## Written task
Echo the following lines back word for word, leaving out nothing.

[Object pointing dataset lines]

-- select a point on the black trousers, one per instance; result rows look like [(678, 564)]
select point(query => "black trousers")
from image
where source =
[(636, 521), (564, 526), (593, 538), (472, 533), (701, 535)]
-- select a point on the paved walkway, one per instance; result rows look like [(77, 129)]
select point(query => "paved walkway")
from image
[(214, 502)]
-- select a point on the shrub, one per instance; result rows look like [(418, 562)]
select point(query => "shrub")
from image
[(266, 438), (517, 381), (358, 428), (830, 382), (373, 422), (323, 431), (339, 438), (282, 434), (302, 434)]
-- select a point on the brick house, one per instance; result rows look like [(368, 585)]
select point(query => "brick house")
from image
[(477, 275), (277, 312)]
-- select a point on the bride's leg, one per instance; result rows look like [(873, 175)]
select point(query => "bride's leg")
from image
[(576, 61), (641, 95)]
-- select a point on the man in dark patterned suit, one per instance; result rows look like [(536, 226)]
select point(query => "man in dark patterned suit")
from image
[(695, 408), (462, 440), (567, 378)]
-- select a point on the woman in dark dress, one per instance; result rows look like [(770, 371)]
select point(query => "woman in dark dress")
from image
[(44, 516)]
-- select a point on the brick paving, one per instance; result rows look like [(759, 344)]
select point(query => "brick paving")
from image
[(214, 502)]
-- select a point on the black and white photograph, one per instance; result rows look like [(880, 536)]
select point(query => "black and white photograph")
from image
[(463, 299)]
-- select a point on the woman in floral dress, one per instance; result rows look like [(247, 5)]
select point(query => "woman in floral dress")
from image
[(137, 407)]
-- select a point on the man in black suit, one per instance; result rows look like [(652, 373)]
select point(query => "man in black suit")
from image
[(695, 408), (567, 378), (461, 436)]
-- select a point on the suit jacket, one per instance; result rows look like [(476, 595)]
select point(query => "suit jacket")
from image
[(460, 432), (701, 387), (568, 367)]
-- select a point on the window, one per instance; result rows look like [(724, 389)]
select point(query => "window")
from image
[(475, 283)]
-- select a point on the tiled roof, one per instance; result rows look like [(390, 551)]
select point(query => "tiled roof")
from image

## Output of the task
-- select a point on the black trousers, one per instance; result rows look like [(678, 564)]
select point(query => "black trousers")
from image
where source =
[(636, 521), (564, 526), (593, 538), (472, 533), (701, 535)]
-- select a point on the paved walkway, one per instance; result rows look like [(77, 129)]
select point(query => "paved walkway")
from image
[(214, 502)]
-- select a point on the shrub, one per instance; result rows look like [(418, 562)]
select point(query => "shrub")
from image
[(266, 438), (517, 381), (358, 428), (830, 382), (373, 422), (323, 431), (339, 438), (282, 434), (302, 434)]
-- select a point on the brick house, one per instance; result rows look like [(368, 585)]
select point(query => "brick house")
from image
[(477, 275), (277, 312)]
-- select a point on the bride's leg, one per instance; result rows look like [(873, 175)]
select point(query => "bride's leg")
from image
[(576, 61), (641, 95)]
-- select a point on the man in dark patterned suit, one per instance; result rows look like [(536, 226)]
select point(query => "man in dark patterned suit")
from image
[(695, 408), (462, 440), (567, 378)]
-- select a point on the woman in dark dress, one per instance; result rows look like [(770, 371)]
select point(query => "woman in dark dress")
from image
[(44, 516)]
-- select a point on the brick paving, one per instance; result rows look like [(759, 344)]
select point(query => "brick paving")
from image
[(214, 502)]
-- select a point on the black and white photograph, one per instance; result rows look like [(880, 536)]
select point(query => "black and white photograph")
from image
[(463, 299)]
-- select a point on the woman in floral dress, one per instance; result rows look like [(247, 5)]
select point(query => "woman in floral dress")
from image
[(137, 407)]
-- select a point on the man in black suit, one per instance; result rows look like [(652, 373)]
select point(query => "man in black suit")
from image
[(695, 408), (567, 378), (461, 436)]
-- select a point on the suit jacket, one per instance; result rows look like [(476, 595)]
select point(query => "suit jacket")
from image
[(460, 432), (701, 387), (568, 367)]
-- select a point on the window, one per instance; result rows look like [(724, 389)]
select point(query => "window")
from image
[(475, 283)]
-- select a point on the tiled roof, one per instance; result rows look like [(390, 551)]
select point(query => "tiled roof")
from image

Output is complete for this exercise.